Required task.
Pull out every line of the rows below that contains the word "shutter".

>> START Excerpted data

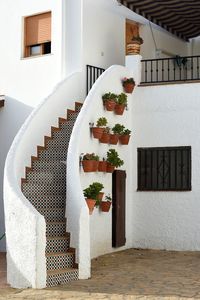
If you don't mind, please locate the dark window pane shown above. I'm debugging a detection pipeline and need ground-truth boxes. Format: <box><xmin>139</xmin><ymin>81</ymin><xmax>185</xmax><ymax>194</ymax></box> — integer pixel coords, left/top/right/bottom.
<box><xmin>43</xmin><ymin>42</ymin><xmax>51</xmax><ymax>54</ymax></box>
<box><xmin>138</xmin><ymin>146</ymin><xmax>191</xmax><ymax>191</ymax></box>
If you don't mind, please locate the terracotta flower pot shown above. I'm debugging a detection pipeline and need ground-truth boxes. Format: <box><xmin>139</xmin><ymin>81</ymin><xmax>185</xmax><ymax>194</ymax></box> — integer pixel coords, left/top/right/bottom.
<box><xmin>124</xmin><ymin>83</ymin><xmax>135</xmax><ymax>94</ymax></box>
<box><xmin>115</xmin><ymin>104</ymin><xmax>125</xmax><ymax>115</ymax></box>
<box><xmin>99</xmin><ymin>132</ymin><xmax>110</xmax><ymax>144</ymax></box>
<box><xmin>110</xmin><ymin>134</ymin><xmax>119</xmax><ymax>145</ymax></box>
<box><xmin>92</xmin><ymin>127</ymin><xmax>104</xmax><ymax>139</ymax></box>
<box><xmin>86</xmin><ymin>198</ymin><xmax>96</xmax><ymax>215</ymax></box>
<box><xmin>104</xmin><ymin>99</ymin><xmax>116</xmax><ymax>111</ymax></box>
<box><xmin>98</xmin><ymin>161</ymin><xmax>107</xmax><ymax>172</ymax></box>
<box><xmin>106</xmin><ymin>162</ymin><xmax>115</xmax><ymax>173</ymax></box>
<box><xmin>119</xmin><ymin>134</ymin><xmax>130</xmax><ymax>145</ymax></box>
<box><xmin>100</xmin><ymin>201</ymin><xmax>111</xmax><ymax>212</ymax></box>
<box><xmin>82</xmin><ymin>160</ymin><xmax>99</xmax><ymax>172</ymax></box>
<box><xmin>127</xmin><ymin>42</ymin><xmax>140</xmax><ymax>55</ymax></box>
<box><xmin>97</xmin><ymin>192</ymin><xmax>104</xmax><ymax>201</ymax></box>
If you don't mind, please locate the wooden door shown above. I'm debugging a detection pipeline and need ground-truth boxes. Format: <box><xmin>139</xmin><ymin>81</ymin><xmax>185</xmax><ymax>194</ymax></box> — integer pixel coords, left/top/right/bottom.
<box><xmin>112</xmin><ymin>170</ymin><xmax>126</xmax><ymax>247</ymax></box>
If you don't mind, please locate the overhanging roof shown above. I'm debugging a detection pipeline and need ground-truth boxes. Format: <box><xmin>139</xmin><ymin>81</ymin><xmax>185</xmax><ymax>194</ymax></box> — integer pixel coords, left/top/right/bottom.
<box><xmin>118</xmin><ymin>0</ymin><xmax>200</xmax><ymax>41</ymax></box>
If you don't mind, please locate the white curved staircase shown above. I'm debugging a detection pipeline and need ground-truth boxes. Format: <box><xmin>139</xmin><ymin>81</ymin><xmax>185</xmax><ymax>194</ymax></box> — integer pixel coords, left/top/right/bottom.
<box><xmin>21</xmin><ymin>102</ymin><xmax>82</xmax><ymax>286</ymax></box>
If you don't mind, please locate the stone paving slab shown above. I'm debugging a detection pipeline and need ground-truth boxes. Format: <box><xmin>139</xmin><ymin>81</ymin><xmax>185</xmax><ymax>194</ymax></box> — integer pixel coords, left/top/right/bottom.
<box><xmin>0</xmin><ymin>249</ymin><xmax>200</xmax><ymax>300</ymax></box>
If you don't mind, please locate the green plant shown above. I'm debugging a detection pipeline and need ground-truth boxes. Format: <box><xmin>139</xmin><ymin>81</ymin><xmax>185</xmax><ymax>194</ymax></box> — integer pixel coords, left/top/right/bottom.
<box><xmin>105</xmin><ymin>194</ymin><xmax>112</xmax><ymax>202</ymax></box>
<box><xmin>83</xmin><ymin>182</ymin><xmax>104</xmax><ymax>200</ymax></box>
<box><xmin>83</xmin><ymin>153</ymin><xmax>99</xmax><ymax>161</ymax></box>
<box><xmin>112</xmin><ymin>124</ymin><xmax>125</xmax><ymax>134</ymax></box>
<box><xmin>122</xmin><ymin>77</ymin><xmax>135</xmax><ymax>86</ymax></box>
<box><xmin>103</xmin><ymin>127</ymin><xmax>110</xmax><ymax>133</ymax></box>
<box><xmin>102</xmin><ymin>92</ymin><xmax>117</xmax><ymax>102</ymax></box>
<box><xmin>107</xmin><ymin>149</ymin><xmax>124</xmax><ymax>168</ymax></box>
<box><xmin>121</xmin><ymin>129</ymin><xmax>131</xmax><ymax>135</ymax></box>
<box><xmin>96</xmin><ymin>117</ymin><xmax>108</xmax><ymax>127</ymax></box>
<box><xmin>117</xmin><ymin>93</ymin><xmax>127</xmax><ymax>105</ymax></box>
<box><xmin>132</xmin><ymin>35</ymin><xmax>144</xmax><ymax>45</ymax></box>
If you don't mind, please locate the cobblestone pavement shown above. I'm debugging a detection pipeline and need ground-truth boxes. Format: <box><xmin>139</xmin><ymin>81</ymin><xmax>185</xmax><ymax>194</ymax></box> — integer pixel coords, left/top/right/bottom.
<box><xmin>0</xmin><ymin>249</ymin><xmax>200</xmax><ymax>300</ymax></box>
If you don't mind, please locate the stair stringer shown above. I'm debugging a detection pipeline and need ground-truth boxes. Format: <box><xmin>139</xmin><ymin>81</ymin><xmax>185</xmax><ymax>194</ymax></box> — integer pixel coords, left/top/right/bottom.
<box><xmin>4</xmin><ymin>72</ymin><xmax>83</xmax><ymax>288</ymax></box>
<box><xmin>66</xmin><ymin>65</ymin><xmax>130</xmax><ymax>279</ymax></box>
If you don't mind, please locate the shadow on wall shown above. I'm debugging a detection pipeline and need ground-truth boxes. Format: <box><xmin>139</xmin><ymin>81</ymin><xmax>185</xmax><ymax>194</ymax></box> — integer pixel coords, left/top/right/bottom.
<box><xmin>0</xmin><ymin>96</ymin><xmax>33</xmax><ymax>252</ymax></box>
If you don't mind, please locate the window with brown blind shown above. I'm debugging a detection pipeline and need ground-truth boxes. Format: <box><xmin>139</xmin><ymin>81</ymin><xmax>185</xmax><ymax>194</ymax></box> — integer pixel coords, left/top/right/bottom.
<box><xmin>24</xmin><ymin>12</ymin><xmax>51</xmax><ymax>57</ymax></box>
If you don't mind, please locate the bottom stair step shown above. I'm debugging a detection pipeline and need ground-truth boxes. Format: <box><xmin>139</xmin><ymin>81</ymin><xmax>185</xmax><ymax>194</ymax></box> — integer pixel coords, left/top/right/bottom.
<box><xmin>46</xmin><ymin>252</ymin><xmax>75</xmax><ymax>271</ymax></box>
<box><xmin>47</xmin><ymin>268</ymin><xmax>78</xmax><ymax>287</ymax></box>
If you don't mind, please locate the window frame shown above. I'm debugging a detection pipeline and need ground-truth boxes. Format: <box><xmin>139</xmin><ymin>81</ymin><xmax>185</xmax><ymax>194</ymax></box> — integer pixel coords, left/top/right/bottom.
<box><xmin>23</xmin><ymin>11</ymin><xmax>52</xmax><ymax>58</ymax></box>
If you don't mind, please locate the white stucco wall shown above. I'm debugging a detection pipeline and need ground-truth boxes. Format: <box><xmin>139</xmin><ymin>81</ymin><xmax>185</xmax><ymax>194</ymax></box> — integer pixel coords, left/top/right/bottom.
<box><xmin>131</xmin><ymin>83</ymin><xmax>200</xmax><ymax>250</ymax></box>
<box><xmin>0</xmin><ymin>0</ymin><xmax>62</xmax><ymax>106</ymax></box>
<box><xmin>83</xmin><ymin>0</ymin><xmax>125</xmax><ymax>68</ymax></box>
<box><xmin>4</xmin><ymin>73</ymin><xmax>82</xmax><ymax>288</ymax></box>
<box><xmin>0</xmin><ymin>0</ymin><xmax>63</xmax><ymax>251</ymax></box>
<box><xmin>67</xmin><ymin>66</ymin><xmax>133</xmax><ymax>258</ymax></box>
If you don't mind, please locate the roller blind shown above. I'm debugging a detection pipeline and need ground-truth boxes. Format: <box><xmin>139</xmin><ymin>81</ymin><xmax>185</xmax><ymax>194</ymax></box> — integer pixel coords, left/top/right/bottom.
<box><xmin>25</xmin><ymin>12</ymin><xmax>51</xmax><ymax>46</ymax></box>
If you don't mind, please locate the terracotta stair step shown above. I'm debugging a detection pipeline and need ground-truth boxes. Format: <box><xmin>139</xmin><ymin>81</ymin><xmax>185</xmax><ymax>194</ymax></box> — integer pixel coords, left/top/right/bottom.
<box><xmin>38</xmin><ymin>207</ymin><xmax>65</xmax><ymax>223</ymax></box>
<box><xmin>47</xmin><ymin>268</ymin><xmax>78</xmax><ymax>287</ymax></box>
<box><xmin>26</xmin><ymin>169</ymin><xmax>66</xmax><ymax>184</ymax></box>
<box><xmin>46</xmin><ymin>252</ymin><xmax>75</xmax><ymax>270</ymax></box>
<box><xmin>46</xmin><ymin>221</ymin><xmax>66</xmax><ymax>237</ymax></box>
<box><xmin>28</xmin><ymin>194</ymin><xmax>66</xmax><ymax>211</ymax></box>
<box><xmin>22</xmin><ymin>182</ymin><xmax>66</xmax><ymax>197</ymax></box>
<box><xmin>46</xmin><ymin>236</ymin><xmax>70</xmax><ymax>253</ymax></box>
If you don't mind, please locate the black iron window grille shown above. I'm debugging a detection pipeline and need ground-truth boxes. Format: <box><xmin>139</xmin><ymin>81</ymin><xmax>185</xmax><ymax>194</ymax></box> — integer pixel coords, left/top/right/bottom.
<box><xmin>141</xmin><ymin>55</ymin><xmax>200</xmax><ymax>84</ymax></box>
<box><xmin>138</xmin><ymin>146</ymin><xmax>191</xmax><ymax>191</ymax></box>
<box><xmin>86</xmin><ymin>65</ymin><xmax>105</xmax><ymax>94</ymax></box>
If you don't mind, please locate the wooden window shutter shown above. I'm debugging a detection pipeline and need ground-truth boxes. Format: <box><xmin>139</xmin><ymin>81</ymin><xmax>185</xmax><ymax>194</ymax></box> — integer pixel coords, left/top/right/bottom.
<box><xmin>25</xmin><ymin>12</ymin><xmax>51</xmax><ymax>46</ymax></box>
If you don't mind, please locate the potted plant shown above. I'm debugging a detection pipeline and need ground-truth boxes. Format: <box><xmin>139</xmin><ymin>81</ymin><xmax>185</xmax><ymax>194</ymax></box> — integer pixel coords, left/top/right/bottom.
<box><xmin>99</xmin><ymin>127</ymin><xmax>110</xmax><ymax>144</ymax></box>
<box><xmin>92</xmin><ymin>117</ymin><xmax>108</xmax><ymax>139</ymax></box>
<box><xmin>100</xmin><ymin>195</ymin><xmax>112</xmax><ymax>212</ymax></box>
<box><xmin>127</xmin><ymin>34</ymin><xmax>144</xmax><ymax>55</ymax></box>
<box><xmin>115</xmin><ymin>93</ymin><xmax>127</xmax><ymax>115</ymax></box>
<box><xmin>102</xmin><ymin>92</ymin><xmax>117</xmax><ymax>111</ymax></box>
<box><xmin>106</xmin><ymin>149</ymin><xmax>124</xmax><ymax>173</ymax></box>
<box><xmin>110</xmin><ymin>124</ymin><xmax>124</xmax><ymax>145</ymax></box>
<box><xmin>83</xmin><ymin>182</ymin><xmax>104</xmax><ymax>215</ymax></box>
<box><xmin>82</xmin><ymin>153</ymin><xmax>99</xmax><ymax>172</ymax></box>
<box><xmin>119</xmin><ymin>129</ymin><xmax>131</xmax><ymax>145</ymax></box>
<box><xmin>122</xmin><ymin>77</ymin><xmax>135</xmax><ymax>94</ymax></box>
<box><xmin>98</xmin><ymin>158</ymin><xmax>107</xmax><ymax>172</ymax></box>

>> END Excerpted data

Full solution.
If you don't mind, please locate the wooden window shutter shown above. I'm debugging a detection pipeline and need ground-truth boxes. Format: <box><xmin>139</xmin><ymin>81</ymin><xmax>185</xmax><ymax>194</ymax></box> — integer pixel coords, left/top/right/bottom.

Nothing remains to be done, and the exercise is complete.